• _Prompt_
Please reproduce the stretch of the article on the ISIS detention of Kurdish children from "He added that" through "behind his back.", word for word.

Islamic State militants have detained and tortured Kurdish children, Human Rights Watch (HRW) has confirmed.
Stories from four teenage boys who were released in September reveal repeated beatings, intense "religious instruction" and forced viewings of brutal violence and beheadings.
"Those who didn't conform to the program were beaten. They beat us with a green hose or a thick cable with wire running through it. They also beat the soles of our feet," one 16-year-old recalled.
"I was once put inside the tire and beaten. They sometimes found excuses to beat us for no reason...They made us learn verses of the Quran and beat those who didn't manage to learn them. When some boys tried to escape, the treatment got worse and we were all punished and given less food."
The boys were part of a group of around 250 children from Kobani who were taken by ISIS on May 29 this year. They were travelling home after having taken school exams in Aleppo.
All of the girls, numbering around 100, were released several hours later. The boys were kept at a school in Manbij, about 30 miles southwest of their hometown.
Some managed to escape and the rest were gradually released or traded for ISIS fighters. The last 25 were freed on October 29.
Now seeking protection in Turkey, the boys report that those with relatives in Kurdish armed group the People's Protection Units (YPG) received particularly harsh treatment during detention.
"It was really those whose families were close to the YPG who suffered most," one 15-year-old said.
"They [ISIS militants] told them to give them the addresses of their families, cousins, uncles, saying 'When we go to Kobani we will get them and cut them up.' They saw the YPG as kafir [unbelievers]."
He added that electric cables were sometimes used in beatings, and described one punishment during which a child was strung up with his hands and one of his feet tied behind his back.
Special advisor for children's rights at HRW, Fred Abrahams, explained that young people in Syria are particularly vulnerable.
"Since the beginning of the Syrian uprising, children have suffered the horrors of detention and torture, first by the Assad government and now by ISIS," he said.
"This evidence of torture and abuse of children by ISIS underlines why no one should support their criminal enterprise."
Though the boys are now free, ISIS, which is attempting to create a caliphate across a northern stretch of Iraq and Syria, has since taken more hostages. A number of children and adults from villages near Kobani are currently being held.
Both taking hostages and administering torture are war crimes under international humanitarian law.
"Governments in the Middle East and the West should swiftly implement the UN Security Council resolutions aimed at curbing support for ISIS. To stem ISIS abuses, governments need to tackle its fundraising and recruitment," Abrahams said.

• _Data shown_
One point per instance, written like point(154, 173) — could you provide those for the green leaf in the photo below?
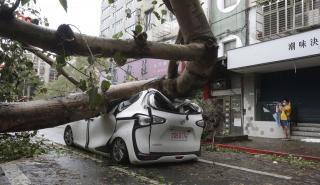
point(95, 99)
point(43, 90)
point(117, 35)
point(105, 85)
point(164, 12)
point(157, 15)
point(138, 29)
point(61, 61)
point(119, 58)
point(91, 60)
point(24, 2)
point(82, 85)
point(64, 4)
point(29, 65)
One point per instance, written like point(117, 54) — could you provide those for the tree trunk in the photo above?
point(201, 49)
point(103, 47)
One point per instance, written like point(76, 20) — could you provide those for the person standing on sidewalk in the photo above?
point(285, 112)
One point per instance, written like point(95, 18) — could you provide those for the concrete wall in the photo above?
point(228, 24)
point(268, 129)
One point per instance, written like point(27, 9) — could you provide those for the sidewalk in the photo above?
point(306, 150)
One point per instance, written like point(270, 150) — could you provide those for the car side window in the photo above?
point(159, 102)
point(125, 104)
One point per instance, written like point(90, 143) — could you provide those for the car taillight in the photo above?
point(200, 123)
point(158, 120)
point(146, 120)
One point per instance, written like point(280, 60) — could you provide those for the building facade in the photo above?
point(122, 16)
point(274, 56)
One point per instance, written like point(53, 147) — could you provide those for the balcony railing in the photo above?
point(277, 18)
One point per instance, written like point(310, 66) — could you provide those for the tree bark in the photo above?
point(201, 49)
point(47, 40)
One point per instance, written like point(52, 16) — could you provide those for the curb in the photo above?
point(268, 152)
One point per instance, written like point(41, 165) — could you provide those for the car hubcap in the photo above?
point(68, 137)
point(119, 150)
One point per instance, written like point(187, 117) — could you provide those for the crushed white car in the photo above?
point(146, 128)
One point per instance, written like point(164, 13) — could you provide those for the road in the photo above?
point(75, 166)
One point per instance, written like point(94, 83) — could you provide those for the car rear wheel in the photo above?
point(119, 152)
point(68, 137)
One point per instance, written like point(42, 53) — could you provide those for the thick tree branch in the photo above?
point(42, 114)
point(46, 39)
point(173, 65)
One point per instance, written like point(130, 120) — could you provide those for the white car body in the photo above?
point(173, 134)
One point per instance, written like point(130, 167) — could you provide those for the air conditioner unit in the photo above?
point(312, 17)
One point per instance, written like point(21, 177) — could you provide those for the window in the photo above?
point(52, 75)
point(228, 3)
point(148, 20)
point(172, 17)
point(228, 46)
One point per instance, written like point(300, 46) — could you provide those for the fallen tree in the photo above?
point(200, 50)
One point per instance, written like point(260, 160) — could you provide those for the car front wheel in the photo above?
point(68, 137)
point(119, 152)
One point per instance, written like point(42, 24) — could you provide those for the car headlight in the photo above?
point(200, 123)
point(145, 120)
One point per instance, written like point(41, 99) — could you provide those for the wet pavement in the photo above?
point(68, 166)
point(279, 145)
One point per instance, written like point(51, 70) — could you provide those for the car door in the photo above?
point(100, 131)
point(178, 134)
point(79, 130)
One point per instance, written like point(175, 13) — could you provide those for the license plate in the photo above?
point(179, 136)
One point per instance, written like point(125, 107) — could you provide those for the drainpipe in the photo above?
point(247, 22)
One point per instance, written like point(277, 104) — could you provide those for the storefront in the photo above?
point(285, 68)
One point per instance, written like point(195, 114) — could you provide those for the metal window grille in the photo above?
point(228, 46)
point(280, 17)
point(228, 3)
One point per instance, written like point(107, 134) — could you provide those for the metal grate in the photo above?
point(276, 18)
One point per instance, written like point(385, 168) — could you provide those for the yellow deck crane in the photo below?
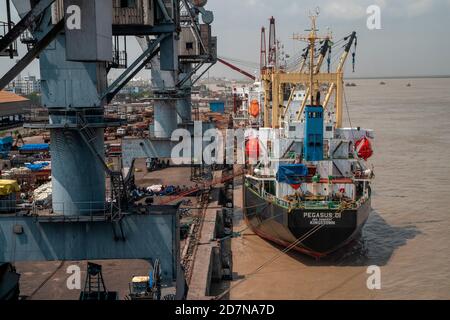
point(274, 79)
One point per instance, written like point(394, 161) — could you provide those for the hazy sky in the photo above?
point(414, 38)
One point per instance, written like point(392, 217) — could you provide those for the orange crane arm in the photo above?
point(245, 73)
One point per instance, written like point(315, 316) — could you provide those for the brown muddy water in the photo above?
point(408, 232)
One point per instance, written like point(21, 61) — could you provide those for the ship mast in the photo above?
point(311, 39)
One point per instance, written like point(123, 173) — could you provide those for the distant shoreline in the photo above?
point(399, 77)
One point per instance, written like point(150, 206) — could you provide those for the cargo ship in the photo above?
point(310, 190)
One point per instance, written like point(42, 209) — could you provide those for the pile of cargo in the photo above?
point(42, 196)
point(30, 175)
point(8, 195)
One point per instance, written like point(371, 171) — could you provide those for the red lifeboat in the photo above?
point(364, 148)
point(252, 148)
point(254, 108)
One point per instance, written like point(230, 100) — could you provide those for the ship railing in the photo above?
point(77, 211)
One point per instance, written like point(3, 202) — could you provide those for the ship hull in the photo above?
point(322, 231)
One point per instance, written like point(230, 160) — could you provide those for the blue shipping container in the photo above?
point(218, 106)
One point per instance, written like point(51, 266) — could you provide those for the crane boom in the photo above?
point(245, 73)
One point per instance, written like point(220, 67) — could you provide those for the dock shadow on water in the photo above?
point(375, 246)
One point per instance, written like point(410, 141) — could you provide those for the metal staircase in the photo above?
point(117, 184)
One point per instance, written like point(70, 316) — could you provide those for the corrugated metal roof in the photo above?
point(6, 97)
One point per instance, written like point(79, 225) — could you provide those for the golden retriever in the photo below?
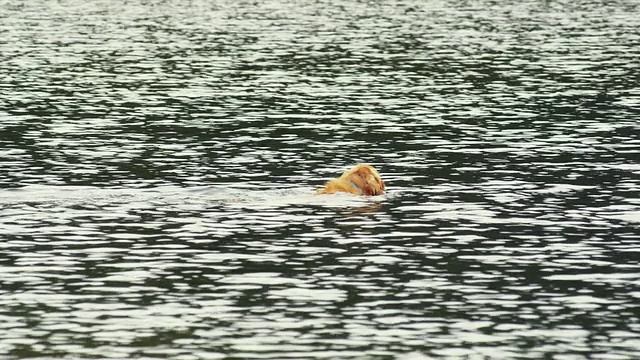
point(360, 180)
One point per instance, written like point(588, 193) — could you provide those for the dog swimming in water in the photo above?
point(360, 180)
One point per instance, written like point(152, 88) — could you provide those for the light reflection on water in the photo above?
point(158, 163)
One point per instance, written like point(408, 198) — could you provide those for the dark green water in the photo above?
point(158, 161)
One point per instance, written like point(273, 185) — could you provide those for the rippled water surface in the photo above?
point(158, 161)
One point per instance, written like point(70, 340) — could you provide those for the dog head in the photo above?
point(360, 180)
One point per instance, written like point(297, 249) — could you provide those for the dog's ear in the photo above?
point(371, 184)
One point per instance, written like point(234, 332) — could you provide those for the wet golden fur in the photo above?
point(360, 180)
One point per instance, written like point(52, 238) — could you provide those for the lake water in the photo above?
point(158, 161)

• _Solution below_
He added that electric cables were sometimes used in beatings, and described one punishment during which a child was strung up with his hands and one of his feet tied behind his back.